▸ Task instructions:
In the records below, please retype word for word every line from the one containing "Practice. Put a dot on the green lawn" through the final one, both included, and nothing else.

Dataset excerpts:
###

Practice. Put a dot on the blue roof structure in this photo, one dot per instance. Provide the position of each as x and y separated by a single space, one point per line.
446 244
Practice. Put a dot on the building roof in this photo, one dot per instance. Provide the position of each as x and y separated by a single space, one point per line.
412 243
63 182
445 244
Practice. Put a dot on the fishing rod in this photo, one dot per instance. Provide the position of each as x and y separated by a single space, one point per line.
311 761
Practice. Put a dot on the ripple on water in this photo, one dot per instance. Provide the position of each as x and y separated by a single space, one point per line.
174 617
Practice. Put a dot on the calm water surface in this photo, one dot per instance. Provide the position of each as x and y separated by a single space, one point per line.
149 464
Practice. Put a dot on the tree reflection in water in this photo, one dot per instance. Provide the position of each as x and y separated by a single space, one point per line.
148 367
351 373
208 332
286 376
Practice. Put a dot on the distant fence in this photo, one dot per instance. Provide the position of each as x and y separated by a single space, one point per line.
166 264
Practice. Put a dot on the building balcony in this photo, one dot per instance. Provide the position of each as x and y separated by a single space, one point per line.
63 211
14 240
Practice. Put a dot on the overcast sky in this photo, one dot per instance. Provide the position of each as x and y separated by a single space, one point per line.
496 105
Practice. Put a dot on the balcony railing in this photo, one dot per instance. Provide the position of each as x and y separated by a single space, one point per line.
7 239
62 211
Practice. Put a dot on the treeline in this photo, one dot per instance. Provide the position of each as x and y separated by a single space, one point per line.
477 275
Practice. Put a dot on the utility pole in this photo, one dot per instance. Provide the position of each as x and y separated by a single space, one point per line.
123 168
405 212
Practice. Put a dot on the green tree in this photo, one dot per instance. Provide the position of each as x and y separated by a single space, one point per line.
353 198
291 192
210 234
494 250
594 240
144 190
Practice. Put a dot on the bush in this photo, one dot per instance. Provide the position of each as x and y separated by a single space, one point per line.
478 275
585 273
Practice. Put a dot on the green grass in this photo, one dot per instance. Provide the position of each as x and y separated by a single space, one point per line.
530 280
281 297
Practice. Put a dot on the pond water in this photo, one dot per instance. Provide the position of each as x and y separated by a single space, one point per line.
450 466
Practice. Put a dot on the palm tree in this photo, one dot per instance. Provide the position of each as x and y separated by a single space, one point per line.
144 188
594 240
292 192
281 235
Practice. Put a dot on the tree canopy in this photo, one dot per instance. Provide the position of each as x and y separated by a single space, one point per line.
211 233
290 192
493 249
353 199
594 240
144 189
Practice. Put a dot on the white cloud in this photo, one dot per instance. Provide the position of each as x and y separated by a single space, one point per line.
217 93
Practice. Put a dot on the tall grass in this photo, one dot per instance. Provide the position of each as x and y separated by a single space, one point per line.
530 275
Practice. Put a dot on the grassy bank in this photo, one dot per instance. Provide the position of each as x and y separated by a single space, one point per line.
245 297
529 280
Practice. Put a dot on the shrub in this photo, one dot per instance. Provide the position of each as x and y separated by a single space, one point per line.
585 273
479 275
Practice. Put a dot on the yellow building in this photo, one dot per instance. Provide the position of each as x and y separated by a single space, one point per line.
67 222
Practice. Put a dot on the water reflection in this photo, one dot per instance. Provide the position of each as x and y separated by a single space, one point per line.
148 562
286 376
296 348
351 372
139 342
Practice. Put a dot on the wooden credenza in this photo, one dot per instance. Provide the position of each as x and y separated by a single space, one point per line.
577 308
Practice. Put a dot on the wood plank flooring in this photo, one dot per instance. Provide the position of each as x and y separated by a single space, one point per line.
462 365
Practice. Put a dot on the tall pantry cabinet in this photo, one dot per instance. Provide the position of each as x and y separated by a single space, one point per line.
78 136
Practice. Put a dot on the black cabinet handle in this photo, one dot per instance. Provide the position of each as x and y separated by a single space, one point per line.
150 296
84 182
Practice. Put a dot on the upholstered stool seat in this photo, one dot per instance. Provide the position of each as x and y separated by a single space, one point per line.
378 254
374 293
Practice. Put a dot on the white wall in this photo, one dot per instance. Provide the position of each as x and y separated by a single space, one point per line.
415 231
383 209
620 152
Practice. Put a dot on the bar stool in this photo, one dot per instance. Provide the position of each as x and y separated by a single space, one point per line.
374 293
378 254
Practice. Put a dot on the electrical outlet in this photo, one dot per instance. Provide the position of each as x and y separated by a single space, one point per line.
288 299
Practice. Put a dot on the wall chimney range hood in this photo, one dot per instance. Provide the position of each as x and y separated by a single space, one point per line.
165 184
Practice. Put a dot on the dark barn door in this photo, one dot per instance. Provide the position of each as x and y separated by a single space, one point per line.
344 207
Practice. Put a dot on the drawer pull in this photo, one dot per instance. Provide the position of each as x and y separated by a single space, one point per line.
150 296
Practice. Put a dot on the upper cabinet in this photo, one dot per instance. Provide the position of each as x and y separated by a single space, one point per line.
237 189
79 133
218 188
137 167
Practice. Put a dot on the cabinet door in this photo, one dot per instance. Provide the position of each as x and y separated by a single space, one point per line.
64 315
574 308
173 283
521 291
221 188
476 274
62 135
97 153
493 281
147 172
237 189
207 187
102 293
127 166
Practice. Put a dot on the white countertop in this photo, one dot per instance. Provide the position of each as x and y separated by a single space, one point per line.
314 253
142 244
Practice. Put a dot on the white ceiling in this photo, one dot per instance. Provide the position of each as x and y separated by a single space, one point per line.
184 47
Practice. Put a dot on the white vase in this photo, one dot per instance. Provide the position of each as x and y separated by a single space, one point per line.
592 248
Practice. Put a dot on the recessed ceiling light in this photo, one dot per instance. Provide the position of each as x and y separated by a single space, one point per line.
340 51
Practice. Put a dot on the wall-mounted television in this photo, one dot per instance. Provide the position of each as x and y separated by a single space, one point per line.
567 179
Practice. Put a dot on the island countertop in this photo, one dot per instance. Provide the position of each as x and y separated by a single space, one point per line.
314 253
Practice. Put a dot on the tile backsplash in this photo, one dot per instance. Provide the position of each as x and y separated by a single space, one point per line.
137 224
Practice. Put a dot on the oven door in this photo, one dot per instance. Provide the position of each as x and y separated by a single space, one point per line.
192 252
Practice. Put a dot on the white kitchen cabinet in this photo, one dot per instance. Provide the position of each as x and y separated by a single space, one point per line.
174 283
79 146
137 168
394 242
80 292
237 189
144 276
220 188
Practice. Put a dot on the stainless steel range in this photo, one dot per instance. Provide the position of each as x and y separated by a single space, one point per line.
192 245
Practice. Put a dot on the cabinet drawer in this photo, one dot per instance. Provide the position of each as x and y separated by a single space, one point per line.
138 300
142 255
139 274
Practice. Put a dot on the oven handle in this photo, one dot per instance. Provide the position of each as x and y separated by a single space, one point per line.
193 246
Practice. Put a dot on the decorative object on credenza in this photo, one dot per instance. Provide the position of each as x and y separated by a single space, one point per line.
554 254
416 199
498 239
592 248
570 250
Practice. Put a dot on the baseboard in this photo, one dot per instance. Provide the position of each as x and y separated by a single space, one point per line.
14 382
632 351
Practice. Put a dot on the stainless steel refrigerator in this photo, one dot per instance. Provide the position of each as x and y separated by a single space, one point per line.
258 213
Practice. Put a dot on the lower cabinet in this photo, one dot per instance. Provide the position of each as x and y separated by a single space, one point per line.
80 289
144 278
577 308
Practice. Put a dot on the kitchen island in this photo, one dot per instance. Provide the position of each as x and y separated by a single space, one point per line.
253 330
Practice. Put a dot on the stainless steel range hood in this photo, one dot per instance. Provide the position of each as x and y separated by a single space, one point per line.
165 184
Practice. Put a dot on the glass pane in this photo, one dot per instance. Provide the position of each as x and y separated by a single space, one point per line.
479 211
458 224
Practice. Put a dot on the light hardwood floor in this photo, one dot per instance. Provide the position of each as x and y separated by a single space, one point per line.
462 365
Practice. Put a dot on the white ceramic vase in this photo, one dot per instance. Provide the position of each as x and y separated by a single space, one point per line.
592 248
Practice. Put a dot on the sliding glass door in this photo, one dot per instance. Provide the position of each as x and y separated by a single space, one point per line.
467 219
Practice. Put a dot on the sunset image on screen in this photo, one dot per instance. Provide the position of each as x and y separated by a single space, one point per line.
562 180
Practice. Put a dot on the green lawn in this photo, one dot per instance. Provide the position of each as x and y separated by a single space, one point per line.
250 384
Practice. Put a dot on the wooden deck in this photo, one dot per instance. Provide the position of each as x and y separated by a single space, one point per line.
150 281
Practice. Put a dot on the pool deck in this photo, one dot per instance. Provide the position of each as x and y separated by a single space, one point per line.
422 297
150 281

###

▸ Solved problem:
Practice. Put a dot on the green lawn in this photo, one dot per instance. Provide the position of each as x and y separated by a single space, one point per line.
250 384
Practice. Put a dot on the wooden deck in this photo, one dot per instance. Provide the position of each as x and y separated by a single space, one point per line.
150 281
Practice. Put a dot on the pool deck in this photo, one dot per instance. Provide the position of each as x and y separated by a single space, one point per line.
422 297
150 281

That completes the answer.